## [Description of the task]
Can you edit the part of the material that opens with the line containing "Place one point on every instance of the pontiac" and closes with the line containing "[(224, 187)]" so that "photo" becomes "image" throughout and nothing else changes? Leave the pictures out of your answer.

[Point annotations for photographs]
** Start **

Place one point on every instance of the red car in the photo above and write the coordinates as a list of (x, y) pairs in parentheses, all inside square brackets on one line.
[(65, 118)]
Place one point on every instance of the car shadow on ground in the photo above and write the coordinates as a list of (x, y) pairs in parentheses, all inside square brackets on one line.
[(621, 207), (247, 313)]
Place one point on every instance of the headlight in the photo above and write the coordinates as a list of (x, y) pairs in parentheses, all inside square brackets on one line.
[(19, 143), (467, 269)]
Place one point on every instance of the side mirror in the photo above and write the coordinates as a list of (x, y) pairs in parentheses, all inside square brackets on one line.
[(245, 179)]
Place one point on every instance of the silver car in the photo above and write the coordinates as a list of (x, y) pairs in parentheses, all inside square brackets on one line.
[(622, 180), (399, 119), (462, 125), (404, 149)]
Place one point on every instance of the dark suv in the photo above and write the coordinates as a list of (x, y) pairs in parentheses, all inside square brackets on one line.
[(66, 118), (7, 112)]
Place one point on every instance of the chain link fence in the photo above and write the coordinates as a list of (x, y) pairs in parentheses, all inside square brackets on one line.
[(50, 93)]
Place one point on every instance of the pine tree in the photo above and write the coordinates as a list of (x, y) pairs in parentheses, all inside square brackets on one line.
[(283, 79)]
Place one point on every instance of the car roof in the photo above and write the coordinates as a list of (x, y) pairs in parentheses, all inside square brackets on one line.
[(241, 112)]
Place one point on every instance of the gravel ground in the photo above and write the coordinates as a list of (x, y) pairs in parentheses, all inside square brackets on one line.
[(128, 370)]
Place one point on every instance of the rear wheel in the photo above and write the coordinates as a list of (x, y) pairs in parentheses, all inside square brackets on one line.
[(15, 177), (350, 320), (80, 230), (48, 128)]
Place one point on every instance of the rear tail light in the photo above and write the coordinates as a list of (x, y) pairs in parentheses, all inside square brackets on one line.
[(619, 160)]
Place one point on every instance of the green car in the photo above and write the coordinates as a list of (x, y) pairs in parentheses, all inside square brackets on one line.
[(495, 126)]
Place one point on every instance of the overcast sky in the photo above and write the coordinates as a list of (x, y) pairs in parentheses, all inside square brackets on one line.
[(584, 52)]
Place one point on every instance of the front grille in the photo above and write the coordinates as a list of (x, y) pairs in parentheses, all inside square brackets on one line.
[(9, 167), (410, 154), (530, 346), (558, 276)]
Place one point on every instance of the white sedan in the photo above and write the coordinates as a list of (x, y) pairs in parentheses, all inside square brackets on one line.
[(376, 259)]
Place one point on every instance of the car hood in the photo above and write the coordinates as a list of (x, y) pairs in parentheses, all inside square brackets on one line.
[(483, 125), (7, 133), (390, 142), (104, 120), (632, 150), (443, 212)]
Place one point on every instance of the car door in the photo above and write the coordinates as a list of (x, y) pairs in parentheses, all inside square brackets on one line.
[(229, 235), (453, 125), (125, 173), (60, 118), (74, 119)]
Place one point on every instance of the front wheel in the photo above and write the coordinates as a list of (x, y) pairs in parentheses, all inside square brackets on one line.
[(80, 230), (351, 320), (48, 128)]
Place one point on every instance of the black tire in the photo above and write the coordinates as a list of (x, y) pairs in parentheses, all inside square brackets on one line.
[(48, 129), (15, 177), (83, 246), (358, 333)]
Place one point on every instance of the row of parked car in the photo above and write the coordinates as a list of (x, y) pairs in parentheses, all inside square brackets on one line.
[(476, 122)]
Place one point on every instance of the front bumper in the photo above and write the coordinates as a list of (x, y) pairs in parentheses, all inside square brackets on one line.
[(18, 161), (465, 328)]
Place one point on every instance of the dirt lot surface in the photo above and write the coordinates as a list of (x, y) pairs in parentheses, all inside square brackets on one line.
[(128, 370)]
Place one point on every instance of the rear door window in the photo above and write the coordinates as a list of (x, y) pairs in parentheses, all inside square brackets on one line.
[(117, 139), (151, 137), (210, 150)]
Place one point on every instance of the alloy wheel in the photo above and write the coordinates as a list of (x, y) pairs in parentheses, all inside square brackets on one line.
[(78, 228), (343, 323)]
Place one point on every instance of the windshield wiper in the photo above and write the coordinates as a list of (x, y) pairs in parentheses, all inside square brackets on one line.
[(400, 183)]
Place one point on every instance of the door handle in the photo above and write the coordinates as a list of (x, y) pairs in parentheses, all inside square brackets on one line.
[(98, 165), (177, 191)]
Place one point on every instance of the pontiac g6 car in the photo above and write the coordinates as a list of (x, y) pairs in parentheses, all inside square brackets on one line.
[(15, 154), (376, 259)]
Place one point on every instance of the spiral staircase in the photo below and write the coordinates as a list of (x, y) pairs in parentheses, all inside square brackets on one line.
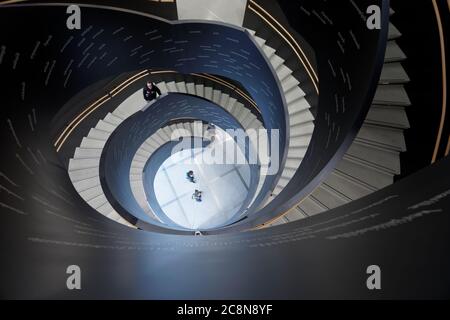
[(84, 147)]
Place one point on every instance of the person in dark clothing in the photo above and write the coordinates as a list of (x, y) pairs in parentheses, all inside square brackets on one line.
[(151, 91)]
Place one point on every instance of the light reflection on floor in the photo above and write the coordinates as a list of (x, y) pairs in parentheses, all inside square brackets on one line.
[(224, 187)]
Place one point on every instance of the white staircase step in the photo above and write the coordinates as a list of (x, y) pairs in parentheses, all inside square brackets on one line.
[(110, 118), (288, 83), (78, 164), (200, 90), (87, 183), (81, 153), (190, 88), (171, 86), (105, 126), (91, 193), (208, 93), (98, 201), (98, 134), (88, 143), (79, 175), (181, 87)]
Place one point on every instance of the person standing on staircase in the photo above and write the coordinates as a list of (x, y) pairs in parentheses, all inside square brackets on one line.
[(151, 91)]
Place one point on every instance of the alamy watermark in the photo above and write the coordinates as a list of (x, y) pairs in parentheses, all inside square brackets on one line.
[(230, 147)]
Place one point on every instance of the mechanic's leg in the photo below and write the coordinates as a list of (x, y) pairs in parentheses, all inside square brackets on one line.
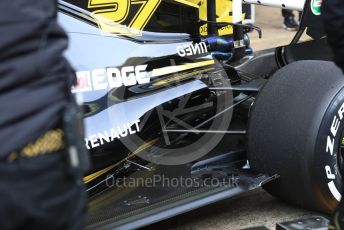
[(37, 193)]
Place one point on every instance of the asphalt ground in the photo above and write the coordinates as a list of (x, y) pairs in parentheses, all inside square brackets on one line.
[(255, 208)]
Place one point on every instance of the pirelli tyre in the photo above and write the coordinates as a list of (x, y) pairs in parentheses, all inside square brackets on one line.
[(296, 130)]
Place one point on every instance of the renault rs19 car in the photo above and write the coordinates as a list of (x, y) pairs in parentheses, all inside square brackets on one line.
[(179, 112)]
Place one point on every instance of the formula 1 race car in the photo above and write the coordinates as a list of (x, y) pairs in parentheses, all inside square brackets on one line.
[(179, 112)]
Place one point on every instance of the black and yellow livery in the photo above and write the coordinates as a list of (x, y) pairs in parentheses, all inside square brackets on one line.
[(163, 98)]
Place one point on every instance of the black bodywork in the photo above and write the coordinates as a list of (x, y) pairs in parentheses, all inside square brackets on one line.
[(206, 100)]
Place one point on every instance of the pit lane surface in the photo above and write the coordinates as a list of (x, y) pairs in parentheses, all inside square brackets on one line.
[(257, 207)]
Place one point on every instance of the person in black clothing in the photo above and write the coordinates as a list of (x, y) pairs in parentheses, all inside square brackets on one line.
[(332, 12), (289, 22), (36, 189), (333, 16)]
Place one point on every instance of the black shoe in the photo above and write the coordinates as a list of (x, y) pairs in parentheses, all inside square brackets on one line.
[(290, 24)]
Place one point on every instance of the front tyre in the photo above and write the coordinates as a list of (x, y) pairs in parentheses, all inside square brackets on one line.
[(296, 130)]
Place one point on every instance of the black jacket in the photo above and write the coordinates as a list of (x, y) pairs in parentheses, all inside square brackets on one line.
[(33, 72), (333, 16)]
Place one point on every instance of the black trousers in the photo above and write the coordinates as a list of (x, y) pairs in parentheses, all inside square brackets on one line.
[(37, 193)]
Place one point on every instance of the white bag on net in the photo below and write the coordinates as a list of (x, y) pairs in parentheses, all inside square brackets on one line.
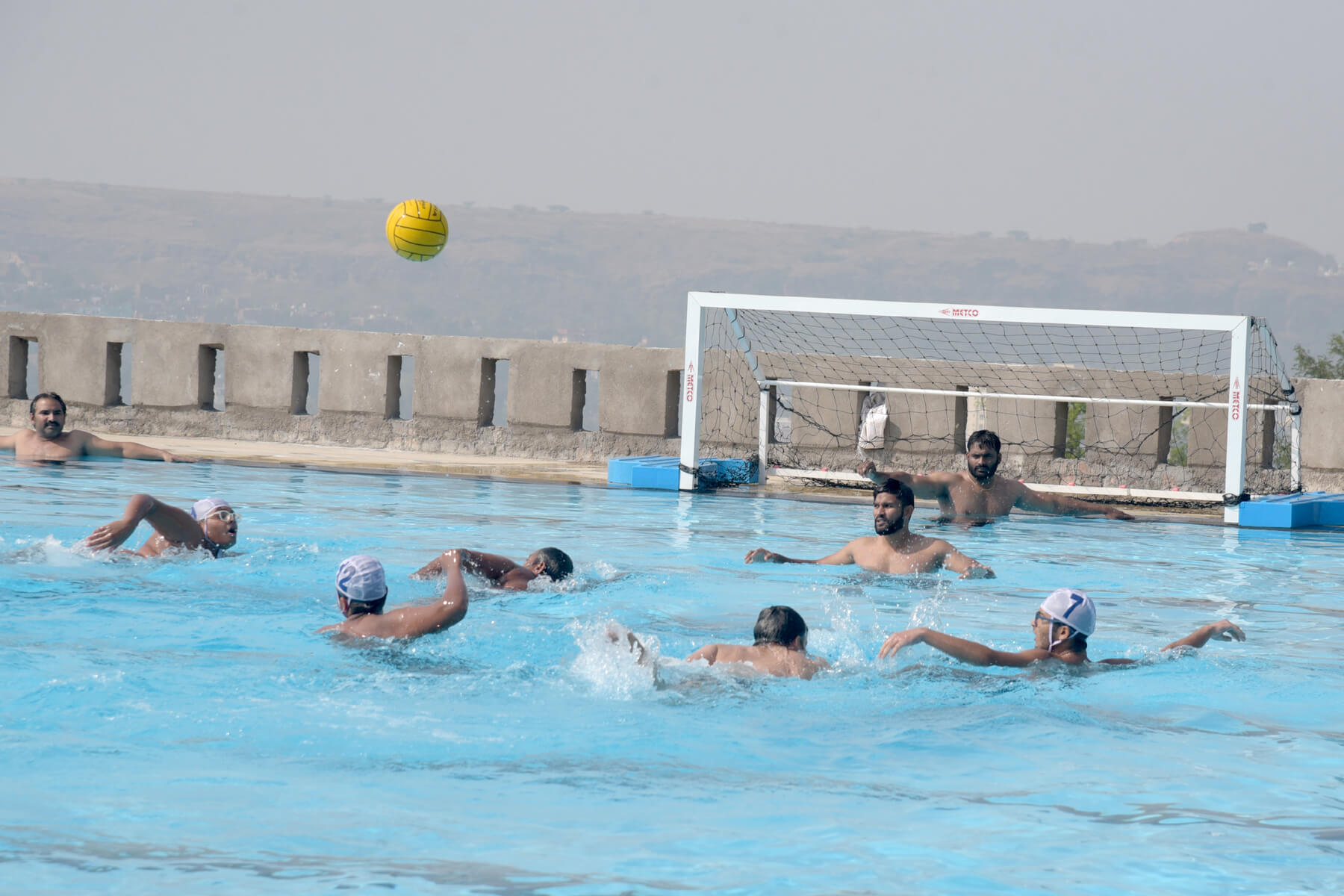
[(873, 421)]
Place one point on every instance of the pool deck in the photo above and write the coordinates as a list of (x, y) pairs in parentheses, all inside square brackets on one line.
[(334, 457)]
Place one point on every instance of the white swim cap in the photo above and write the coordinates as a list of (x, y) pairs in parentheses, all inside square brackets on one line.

** End **

## [Solved problem]
Place one point on every instance of the pontiac g6 car in the image above and write the coordinates as a list of (x, y) pairs in parentheses, all inside square brackets on one line.
[(15, 154), (376, 259)]
Place one point on every instance of the spiral staircase in the image below and write the coordinates as a list of (x, y) pairs in parentheses, all inside square brackets on one line.
[(84, 147)]
Place one point on every instance of the person in dark clothing in the image above and write the coordinates as a list of (x, y) pairs in parentheses, all inside square brackets on one line.
[(151, 91)]
Place one point on every instance of the light reflection on floor in the image above and write the coordinates as a list of (x, y) pairs in parentheses, all inside square brackets on one line.
[(224, 187)]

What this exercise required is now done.